What you need to do = In the entries below, print exactly the lines from the first through the one with "column 317, row 85", both included, and none of the pictures.

**** Given data ****

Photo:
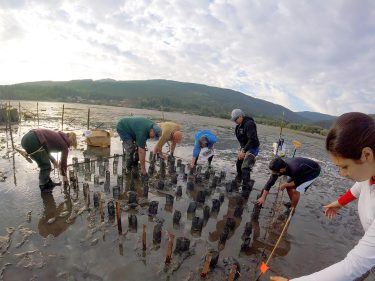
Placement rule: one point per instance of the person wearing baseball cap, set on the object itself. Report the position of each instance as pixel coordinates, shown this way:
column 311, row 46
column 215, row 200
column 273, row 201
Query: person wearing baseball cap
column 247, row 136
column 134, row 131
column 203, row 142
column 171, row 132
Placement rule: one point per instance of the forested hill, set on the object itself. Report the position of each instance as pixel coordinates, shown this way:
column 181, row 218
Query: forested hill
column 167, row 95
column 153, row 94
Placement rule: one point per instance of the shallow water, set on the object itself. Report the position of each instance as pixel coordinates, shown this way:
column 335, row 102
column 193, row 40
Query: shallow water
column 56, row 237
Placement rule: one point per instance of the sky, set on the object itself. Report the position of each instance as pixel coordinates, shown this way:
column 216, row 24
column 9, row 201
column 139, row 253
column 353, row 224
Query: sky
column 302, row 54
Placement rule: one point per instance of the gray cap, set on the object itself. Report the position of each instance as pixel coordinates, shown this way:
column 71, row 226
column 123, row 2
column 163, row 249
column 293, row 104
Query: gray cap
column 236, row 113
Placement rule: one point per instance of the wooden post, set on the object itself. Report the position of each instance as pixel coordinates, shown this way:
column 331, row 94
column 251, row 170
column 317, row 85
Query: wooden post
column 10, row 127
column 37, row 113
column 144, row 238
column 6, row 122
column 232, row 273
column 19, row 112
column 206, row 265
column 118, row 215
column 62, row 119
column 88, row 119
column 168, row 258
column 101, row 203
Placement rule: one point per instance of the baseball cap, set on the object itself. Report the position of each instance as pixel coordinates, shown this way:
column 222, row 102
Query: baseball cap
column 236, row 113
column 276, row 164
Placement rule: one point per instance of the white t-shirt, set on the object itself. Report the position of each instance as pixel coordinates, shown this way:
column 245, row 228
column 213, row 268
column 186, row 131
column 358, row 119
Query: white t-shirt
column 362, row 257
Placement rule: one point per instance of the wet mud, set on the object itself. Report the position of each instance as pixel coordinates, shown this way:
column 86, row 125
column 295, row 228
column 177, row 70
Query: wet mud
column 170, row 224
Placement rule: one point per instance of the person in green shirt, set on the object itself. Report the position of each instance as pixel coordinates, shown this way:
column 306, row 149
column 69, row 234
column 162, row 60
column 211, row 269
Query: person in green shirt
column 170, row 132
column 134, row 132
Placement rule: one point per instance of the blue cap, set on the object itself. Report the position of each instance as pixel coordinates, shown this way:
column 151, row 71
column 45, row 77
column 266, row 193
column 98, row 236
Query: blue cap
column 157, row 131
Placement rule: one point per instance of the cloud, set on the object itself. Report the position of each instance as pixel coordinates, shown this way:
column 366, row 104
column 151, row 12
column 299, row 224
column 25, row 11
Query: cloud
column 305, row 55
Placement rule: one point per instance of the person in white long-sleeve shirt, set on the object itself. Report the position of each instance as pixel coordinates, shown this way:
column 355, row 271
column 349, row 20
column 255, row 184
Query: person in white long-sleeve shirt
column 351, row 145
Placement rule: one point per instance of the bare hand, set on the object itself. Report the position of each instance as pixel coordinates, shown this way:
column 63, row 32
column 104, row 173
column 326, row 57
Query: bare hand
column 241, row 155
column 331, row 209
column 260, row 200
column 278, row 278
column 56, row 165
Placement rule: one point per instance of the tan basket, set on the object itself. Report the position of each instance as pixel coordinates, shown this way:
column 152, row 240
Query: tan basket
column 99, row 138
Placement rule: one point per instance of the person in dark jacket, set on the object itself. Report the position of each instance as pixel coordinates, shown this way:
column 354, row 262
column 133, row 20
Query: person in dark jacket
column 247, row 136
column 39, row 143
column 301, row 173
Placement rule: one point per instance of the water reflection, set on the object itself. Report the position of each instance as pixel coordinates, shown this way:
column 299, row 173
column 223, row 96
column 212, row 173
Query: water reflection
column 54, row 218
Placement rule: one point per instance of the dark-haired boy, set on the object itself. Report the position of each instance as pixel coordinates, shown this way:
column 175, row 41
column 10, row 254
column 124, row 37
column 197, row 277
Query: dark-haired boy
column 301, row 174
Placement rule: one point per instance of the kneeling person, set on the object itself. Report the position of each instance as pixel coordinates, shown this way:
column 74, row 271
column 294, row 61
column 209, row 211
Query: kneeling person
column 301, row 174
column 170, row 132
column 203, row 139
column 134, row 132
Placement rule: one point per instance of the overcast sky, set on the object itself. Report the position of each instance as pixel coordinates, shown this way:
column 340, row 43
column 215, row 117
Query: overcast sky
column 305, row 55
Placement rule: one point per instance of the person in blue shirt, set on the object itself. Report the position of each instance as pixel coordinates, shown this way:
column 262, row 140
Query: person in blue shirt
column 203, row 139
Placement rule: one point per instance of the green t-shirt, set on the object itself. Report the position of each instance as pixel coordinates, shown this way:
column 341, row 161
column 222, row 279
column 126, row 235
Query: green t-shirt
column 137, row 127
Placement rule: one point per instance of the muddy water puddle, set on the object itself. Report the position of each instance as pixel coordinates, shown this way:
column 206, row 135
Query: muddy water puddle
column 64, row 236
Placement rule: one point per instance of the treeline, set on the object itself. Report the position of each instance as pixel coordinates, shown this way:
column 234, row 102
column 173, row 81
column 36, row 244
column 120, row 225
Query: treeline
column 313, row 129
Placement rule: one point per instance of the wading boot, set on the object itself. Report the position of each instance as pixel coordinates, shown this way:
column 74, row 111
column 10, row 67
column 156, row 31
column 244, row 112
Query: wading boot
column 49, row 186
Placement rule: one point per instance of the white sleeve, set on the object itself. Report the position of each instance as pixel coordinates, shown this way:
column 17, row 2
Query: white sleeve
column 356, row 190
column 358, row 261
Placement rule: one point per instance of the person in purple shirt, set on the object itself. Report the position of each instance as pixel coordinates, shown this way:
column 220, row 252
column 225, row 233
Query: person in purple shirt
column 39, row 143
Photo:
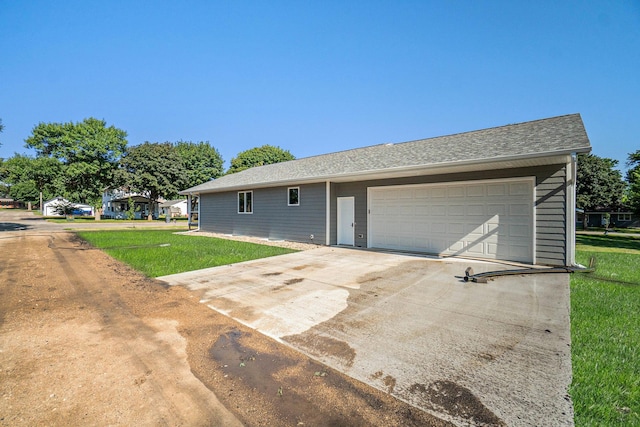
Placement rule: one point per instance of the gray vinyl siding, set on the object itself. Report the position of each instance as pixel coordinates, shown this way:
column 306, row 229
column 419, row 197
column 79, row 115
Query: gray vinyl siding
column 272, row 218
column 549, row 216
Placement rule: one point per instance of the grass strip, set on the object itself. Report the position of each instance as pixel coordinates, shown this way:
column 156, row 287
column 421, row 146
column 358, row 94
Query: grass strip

****

Solved exercise =
Photo:
Placement rule: one point per instance of the person wearing baseball cap, set on the object itself. Report the position of each instance as pixel coordinates, shown this way:
column 311, row 46
column 215, row 200
column 273, row 201
Query: person wearing baseball cap
column 247, row 136
column 134, row 131
column 203, row 142
column 171, row 132
Placement rule: one point per instance of the forested hill, set on the object itself. Report the position of each instance as pixel coordinates, shown this way:
column 181, row 218
Query: forested hill
column 167, row 95
column 153, row 94
Placement rule: one point per instance of the shallow water, set on the object itself. Report the position of each instance as pixel coordinates, shown this way:
column 335, row 102
column 193, row 40
Query: shallow water
column 56, row 237
Placement rule: one point per instance of the sky, set on the object itself. Report the position of each instance as pixel coordinates, shown this way:
column 216, row 24
column 9, row 201
column 139, row 253
column 353, row 224
Query: sky
column 302, row 54
Placement rule: one point per instance of the gray cap, set on the object itself. Report the position of each instance as pixel coordinates, shown this way:
column 71, row 226
column 123, row 2
column 163, row 249
column 293, row 104
Query: gray cap
column 236, row 113
Placement rule: one point per instance of the wooden post, set on the object itself. Report the position of each instance as pixel coordinates, shown this way:
column 331, row 94
column 251, row 170
column 317, row 85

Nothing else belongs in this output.